# [Instructions for the task]
Go through the lines of the material and tally those with the string "jersey"; reply with the number alone.

# [Data in this exercise]
+ + +

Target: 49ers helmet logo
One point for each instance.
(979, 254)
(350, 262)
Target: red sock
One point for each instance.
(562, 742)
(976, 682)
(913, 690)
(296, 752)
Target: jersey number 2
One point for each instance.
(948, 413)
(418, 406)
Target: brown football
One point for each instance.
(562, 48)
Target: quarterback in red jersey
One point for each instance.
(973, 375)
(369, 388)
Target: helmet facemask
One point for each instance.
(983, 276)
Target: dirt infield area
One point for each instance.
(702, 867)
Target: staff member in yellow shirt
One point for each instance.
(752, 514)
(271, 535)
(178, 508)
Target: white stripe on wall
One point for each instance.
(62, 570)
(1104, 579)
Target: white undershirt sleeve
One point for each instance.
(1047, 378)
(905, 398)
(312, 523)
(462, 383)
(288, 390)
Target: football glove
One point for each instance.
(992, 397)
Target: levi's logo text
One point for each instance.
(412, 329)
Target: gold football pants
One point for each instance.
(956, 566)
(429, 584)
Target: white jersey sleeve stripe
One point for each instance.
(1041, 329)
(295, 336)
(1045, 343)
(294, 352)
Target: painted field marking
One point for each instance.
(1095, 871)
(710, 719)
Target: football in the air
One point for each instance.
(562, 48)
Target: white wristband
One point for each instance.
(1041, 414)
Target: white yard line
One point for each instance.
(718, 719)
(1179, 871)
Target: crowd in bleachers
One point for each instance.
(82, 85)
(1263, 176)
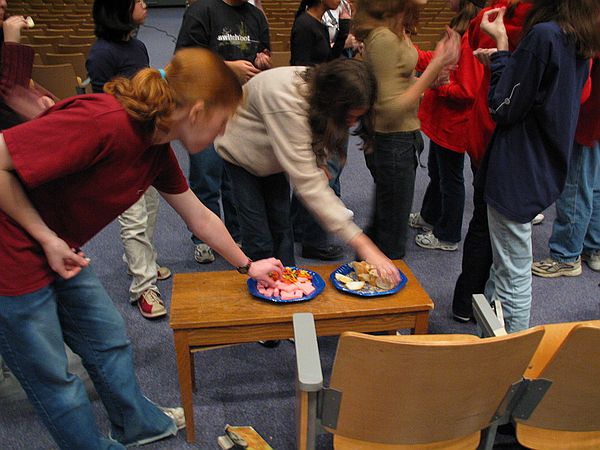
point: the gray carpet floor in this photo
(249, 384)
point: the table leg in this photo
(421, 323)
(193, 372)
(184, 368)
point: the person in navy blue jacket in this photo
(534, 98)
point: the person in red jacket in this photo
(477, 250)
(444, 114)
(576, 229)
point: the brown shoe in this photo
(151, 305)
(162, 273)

+ + +

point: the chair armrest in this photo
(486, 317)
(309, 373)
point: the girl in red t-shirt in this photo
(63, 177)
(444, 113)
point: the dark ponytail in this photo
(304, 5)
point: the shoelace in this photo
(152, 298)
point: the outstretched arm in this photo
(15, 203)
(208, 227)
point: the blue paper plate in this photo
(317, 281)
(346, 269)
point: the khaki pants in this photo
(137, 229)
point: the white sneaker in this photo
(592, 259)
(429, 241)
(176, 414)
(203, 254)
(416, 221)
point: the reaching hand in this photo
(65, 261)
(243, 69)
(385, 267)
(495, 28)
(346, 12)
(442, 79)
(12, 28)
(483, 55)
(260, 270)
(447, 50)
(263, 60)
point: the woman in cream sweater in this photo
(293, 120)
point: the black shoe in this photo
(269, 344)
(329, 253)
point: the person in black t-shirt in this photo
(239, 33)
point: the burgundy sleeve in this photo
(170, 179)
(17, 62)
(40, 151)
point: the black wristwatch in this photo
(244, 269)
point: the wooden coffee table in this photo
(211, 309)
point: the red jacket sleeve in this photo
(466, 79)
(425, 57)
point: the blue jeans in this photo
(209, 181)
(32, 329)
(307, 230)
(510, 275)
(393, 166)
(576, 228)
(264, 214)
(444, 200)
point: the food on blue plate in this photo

+ + +

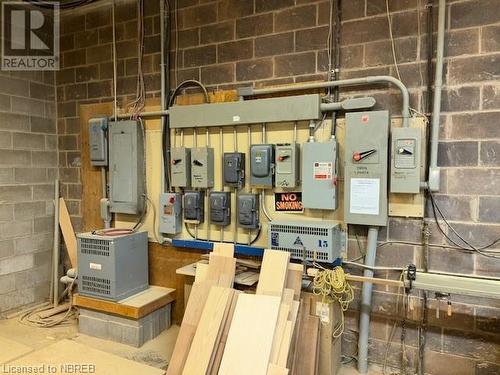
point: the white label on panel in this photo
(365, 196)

+ + +

# [Result of the task]
3